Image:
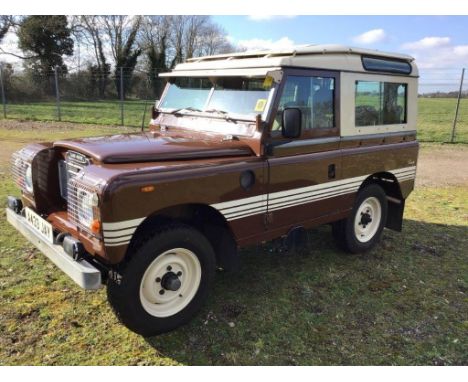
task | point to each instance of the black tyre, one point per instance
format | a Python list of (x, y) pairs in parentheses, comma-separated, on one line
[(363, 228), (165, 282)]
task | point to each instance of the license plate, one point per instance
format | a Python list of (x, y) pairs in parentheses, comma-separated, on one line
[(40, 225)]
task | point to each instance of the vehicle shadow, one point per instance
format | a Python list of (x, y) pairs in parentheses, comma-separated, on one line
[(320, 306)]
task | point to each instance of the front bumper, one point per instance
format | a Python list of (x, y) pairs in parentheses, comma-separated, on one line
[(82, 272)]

— PROBLEM REQUIREMENTS —
Your copy should repeat each entry above exactly but contain no pictures.

— OUTPUT FOR THIS EXERCISE —
Image:
task | point to each instance of the black tyre, one point per instance
format | a Python list of (x, y) pairs in parentheses, comma-separated, on one line
[(363, 228), (165, 282)]
task | point to each instance of the license plate, one point per instance
format | a Python list of (x, y) pairs in parentheses, comma-separated, on one line
[(40, 225)]
task | point to each instance of the vehicle shadow, one point per instance
format | a Python list of (x, y) pairs in parentheses, comma-separated, on one line
[(320, 306)]
task | point to each instance of the front bumper, one point per instance
format | a Python list of (x, y) pairs in parentheses, comma-separated, on one line
[(82, 272)]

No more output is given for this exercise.